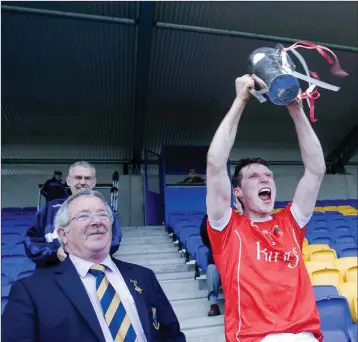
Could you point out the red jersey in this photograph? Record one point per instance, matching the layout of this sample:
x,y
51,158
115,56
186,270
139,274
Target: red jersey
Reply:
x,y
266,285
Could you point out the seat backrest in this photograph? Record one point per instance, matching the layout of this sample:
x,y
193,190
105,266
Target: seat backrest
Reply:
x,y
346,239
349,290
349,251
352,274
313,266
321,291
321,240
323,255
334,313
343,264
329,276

* * *

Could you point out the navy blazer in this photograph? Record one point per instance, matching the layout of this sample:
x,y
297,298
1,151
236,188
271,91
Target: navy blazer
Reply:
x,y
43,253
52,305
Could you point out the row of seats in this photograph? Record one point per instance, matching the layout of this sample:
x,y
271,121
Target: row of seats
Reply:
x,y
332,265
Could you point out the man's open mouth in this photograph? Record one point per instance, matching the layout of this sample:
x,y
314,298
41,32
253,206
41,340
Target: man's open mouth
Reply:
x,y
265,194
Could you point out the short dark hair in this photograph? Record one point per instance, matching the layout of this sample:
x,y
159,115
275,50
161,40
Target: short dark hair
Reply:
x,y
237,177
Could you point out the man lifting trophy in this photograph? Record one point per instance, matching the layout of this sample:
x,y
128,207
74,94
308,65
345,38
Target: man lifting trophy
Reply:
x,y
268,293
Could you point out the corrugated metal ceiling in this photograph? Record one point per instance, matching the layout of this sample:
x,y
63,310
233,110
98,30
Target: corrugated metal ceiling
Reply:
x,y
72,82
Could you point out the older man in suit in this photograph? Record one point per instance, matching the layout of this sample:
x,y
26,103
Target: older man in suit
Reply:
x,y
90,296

...

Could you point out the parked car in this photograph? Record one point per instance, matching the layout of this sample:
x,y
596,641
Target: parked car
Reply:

**Your goal:** Report every line in the listing that holds the word "open".

**Answer box:**
Could you point out the man's open mouth in this photograph? Record one point per instance, matching the layout of this sample:
Target: man's open mouth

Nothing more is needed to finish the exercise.